● **PROBLEM REQUIREMENTS**:
Rewrite the entries below, from the start up to and including the line with "point(101, 267)", as a Markdown table with the columns No. and Text. Give each non-blank line its own row, numbered in order.

● **SOURCE DATA**:
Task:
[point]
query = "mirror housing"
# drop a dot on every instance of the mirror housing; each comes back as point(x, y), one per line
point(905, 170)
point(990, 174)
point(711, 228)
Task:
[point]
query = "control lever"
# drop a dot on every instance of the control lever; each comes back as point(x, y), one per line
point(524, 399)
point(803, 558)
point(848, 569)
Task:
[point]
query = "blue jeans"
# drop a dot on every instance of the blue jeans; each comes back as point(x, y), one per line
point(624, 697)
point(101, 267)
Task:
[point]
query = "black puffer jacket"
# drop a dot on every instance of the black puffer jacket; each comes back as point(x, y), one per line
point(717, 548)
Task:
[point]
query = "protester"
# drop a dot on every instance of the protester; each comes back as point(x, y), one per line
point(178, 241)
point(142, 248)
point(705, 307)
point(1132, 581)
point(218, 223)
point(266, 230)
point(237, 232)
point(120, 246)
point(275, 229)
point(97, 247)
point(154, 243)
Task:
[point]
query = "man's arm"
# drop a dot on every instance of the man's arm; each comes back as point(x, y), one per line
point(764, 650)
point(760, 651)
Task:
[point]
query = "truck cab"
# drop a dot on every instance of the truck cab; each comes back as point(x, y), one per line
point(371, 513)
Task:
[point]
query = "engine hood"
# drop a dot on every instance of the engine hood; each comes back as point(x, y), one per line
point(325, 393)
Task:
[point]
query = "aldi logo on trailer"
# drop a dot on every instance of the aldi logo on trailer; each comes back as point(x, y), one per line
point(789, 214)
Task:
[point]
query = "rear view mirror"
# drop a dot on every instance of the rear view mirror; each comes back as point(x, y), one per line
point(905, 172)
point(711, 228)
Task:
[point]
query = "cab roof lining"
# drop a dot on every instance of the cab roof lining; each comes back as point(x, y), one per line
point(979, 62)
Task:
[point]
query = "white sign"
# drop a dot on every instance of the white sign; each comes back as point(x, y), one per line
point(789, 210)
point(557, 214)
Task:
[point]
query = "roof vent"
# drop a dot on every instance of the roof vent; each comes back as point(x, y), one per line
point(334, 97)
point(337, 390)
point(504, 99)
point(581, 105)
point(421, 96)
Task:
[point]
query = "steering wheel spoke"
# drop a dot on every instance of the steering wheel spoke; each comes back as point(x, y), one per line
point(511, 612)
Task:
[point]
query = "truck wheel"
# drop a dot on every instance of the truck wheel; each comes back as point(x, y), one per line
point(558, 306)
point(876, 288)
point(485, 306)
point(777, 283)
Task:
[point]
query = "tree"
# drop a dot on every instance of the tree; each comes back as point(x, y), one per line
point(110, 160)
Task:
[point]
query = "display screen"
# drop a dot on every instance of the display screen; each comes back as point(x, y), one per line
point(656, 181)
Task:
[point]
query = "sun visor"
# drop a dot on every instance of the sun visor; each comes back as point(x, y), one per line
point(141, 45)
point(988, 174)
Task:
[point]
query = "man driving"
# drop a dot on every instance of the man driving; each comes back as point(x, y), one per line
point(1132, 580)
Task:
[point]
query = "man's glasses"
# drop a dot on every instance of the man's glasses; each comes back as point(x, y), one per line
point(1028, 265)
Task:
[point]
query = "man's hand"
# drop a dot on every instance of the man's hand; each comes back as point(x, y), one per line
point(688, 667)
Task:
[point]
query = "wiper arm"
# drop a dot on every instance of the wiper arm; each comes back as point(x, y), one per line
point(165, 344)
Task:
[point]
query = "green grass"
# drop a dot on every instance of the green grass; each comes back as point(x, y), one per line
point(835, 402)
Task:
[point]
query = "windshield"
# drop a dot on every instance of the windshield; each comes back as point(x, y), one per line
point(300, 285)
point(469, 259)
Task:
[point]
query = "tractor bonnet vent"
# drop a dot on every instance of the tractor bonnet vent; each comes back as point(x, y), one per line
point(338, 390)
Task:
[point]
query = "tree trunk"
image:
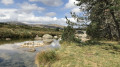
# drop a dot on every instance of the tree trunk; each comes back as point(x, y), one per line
point(116, 24)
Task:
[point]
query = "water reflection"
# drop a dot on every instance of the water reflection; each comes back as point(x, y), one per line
point(11, 55)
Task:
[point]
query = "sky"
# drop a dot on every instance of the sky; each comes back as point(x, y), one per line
point(37, 11)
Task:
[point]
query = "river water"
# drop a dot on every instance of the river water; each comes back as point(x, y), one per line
point(12, 55)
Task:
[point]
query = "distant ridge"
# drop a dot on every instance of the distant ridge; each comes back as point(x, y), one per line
point(47, 26)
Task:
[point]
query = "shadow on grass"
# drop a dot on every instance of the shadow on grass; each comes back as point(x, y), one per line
point(112, 48)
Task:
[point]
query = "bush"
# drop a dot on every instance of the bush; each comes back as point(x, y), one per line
point(46, 58)
point(68, 34)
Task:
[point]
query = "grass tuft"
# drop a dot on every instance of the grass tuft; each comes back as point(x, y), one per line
point(46, 58)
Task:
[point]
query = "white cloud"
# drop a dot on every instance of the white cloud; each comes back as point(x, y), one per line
point(49, 2)
point(26, 7)
point(7, 2)
point(8, 14)
point(76, 10)
point(13, 15)
point(71, 4)
point(51, 14)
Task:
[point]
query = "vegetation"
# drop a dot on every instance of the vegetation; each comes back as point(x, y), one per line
point(103, 16)
point(68, 34)
point(97, 55)
point(23, 31)
point(46, 58)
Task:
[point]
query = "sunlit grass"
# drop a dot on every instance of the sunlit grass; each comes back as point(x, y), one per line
point(46, 58)
point(87, 56)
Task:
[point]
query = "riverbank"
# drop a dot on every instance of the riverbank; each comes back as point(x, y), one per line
point(23, 31)
point(92, 55)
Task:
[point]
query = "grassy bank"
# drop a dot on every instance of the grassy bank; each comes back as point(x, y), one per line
point(97, 55)
point(24, 31)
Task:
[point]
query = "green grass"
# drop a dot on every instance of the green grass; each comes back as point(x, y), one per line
point(46, 58)
point(72, 55)
point(24, 31)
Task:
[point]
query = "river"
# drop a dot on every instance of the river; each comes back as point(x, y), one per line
point(12, 55)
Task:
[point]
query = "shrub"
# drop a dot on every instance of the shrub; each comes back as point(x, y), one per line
point(46, 58)
point(68, 34)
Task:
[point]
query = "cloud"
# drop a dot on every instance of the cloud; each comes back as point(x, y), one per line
point(26, 7)
point(49, 2)
point(29, 18)
point(76, 10)
point(51, 14)
point(7, 2)
point(8, 15)
point(71, 4)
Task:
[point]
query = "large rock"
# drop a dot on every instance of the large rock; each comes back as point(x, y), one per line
point(47, 39)
point(37, 38)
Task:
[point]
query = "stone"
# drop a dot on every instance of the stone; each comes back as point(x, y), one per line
point(56, 37)
point(47, 39)
point(47, 36)
point(32, 50)
point(38, 38)
point(8, 39)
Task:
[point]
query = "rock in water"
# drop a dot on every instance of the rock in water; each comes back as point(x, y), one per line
point(37, 38)
point(32, 50)
point(47, 39)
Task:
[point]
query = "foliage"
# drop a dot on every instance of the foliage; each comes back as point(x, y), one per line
point(87, 56)
point(68, 34)
point(105, 14)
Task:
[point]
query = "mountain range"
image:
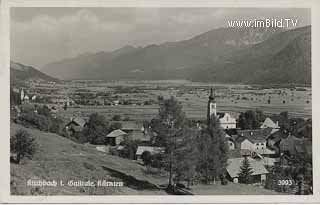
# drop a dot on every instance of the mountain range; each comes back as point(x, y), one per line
point(227, 55)
point(22, 73)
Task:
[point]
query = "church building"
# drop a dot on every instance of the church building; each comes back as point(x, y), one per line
point(226, 120)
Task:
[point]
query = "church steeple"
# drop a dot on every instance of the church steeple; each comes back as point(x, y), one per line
point(211, 96)
point(212, 106)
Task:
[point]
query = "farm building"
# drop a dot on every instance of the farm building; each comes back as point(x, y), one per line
point(259, 171)
point(116, 137)
point(134, 130)
point(75, 125)
point(255, 144)
point(269, 123)
point(152, 150)
point(231, 143)
point(226, 120)
point(295, 146)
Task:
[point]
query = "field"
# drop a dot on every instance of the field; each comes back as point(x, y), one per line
point(193, 96)
point(61, 159)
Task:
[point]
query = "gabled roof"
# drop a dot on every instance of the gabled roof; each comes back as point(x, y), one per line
point(238, 153)
point(269, 123)
point(129, 125)
point(152, 150)
point(116, 133)
point(255, 134)
point(79, 121)
point(233, 167)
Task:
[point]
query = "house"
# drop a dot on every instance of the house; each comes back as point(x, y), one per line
point(116, 137)
point(75, 125)
point(135, 130)
point(238, 153)
point(269, 123)
point(257, 145)
point(230, 142)
point(259, 171)
point(152, 150)
point(295, 146)
point(227, 121)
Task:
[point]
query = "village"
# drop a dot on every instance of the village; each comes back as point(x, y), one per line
point(271, 144)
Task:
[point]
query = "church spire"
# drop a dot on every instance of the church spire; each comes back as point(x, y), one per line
point(211, 96)
point(212, 106)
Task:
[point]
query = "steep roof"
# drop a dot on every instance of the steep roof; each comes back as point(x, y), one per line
point(269, 123)
point(255, 134)
point(233, 167)
point(116, 133)
point(79, 121)
point(152, 150)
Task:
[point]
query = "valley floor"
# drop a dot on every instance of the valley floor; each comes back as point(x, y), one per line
point(59, 158)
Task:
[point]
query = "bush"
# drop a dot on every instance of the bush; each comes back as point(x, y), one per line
point(23, 145)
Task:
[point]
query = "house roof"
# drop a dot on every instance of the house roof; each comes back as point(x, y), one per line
point(79, 121)
point(233, 167)
point(116, 133)
point(269, 123)
point(138, 135)
point(152, 150)
point(265, 132)
point(237, 153)
point(129, 125)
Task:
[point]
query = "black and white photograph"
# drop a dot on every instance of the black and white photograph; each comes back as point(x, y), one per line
point(161, 101)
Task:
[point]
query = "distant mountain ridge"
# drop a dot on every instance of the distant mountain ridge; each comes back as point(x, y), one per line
point(21, 73)
point(229, 55)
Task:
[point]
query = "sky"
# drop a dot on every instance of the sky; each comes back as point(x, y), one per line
point(43, 35)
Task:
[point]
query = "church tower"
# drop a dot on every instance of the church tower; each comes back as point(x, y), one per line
point(212, 106)
point(22, 95)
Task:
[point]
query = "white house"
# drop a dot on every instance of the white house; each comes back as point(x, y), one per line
point(116, 137)
point(231, 143)
point(259, 171)
point(269, 123)
point(227, 121)
point(152, 150)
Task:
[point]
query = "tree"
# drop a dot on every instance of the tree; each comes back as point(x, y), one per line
point(95, 129)
point(146, 158)
point(245, 171)
point(65, 107)
point(169, 127)
point(187, 156)
point(23, 145)
point(213, 151)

● **PROBLEM SOLUTION**:
| No. | Text |
|---|---|
| 1 | Task: |
| 2 | [point] |
| 3 | query = "mirror housing" |
| 4 | # drop a dot on every instance of the mirror housing; each comes back as point(x, y), one per line |
| 5 | point(905, 170) |
| 6 | point(990, 174) |
| 7 | point(711, 228) |
| 8 | Task: |
| 9 | [point] |
| 10 | query = "control lever" |
| 11 | # drop a dot on every instance of the control lever; each comes back as point(x, y), one per line |
| 12 | point(524, 399) |
| 13 | point(803, 558) |
| 14 | point(848, 569) |
| 15 | Task: |
| 16 | [point] |
| 17 | query = "blue jeans" |
| 18 | # drop a dot on every instance of the blue jeans; each comes back as point(x, y), one per line |
| 19 | point(624, 697) |
| 20 | point(101, 267) |